* **YOUR INSTRUCTIONS**: Return every line below word for word, omitting the pictures.

* **Items drawn from a data source**:
******************************
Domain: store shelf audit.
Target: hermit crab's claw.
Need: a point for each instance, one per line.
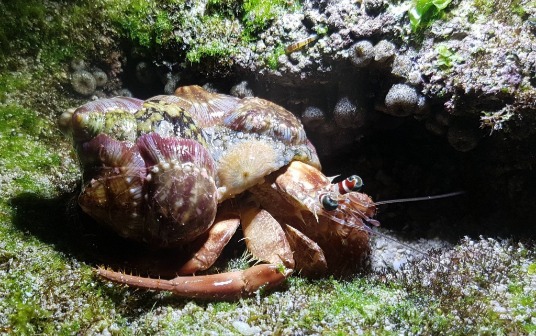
(336, 222)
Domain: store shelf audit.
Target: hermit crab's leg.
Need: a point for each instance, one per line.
(228, 286)
(224, 227)
(265, 238)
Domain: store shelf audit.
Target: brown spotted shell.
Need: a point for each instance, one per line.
(146, 171)
(155, 170)
(248, 138)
******************************
* **OUTPUT OF THE TASK**:
Domain: store shelf audit.
Target: hermit crab's claw.
Need: a point for each instance, one per line.
(336, 222)
Domain: store shelf audit.
Target: hermit crab's leg.
Need: a point for each instance, one per line.
(228, 286)
(224, 227)
(265, 238)
Domain: store shelf audit.
Target: brown spotted shell.
Need: a point for each instance, one per line.
(146, 171)
(155, 170)
(248, 138)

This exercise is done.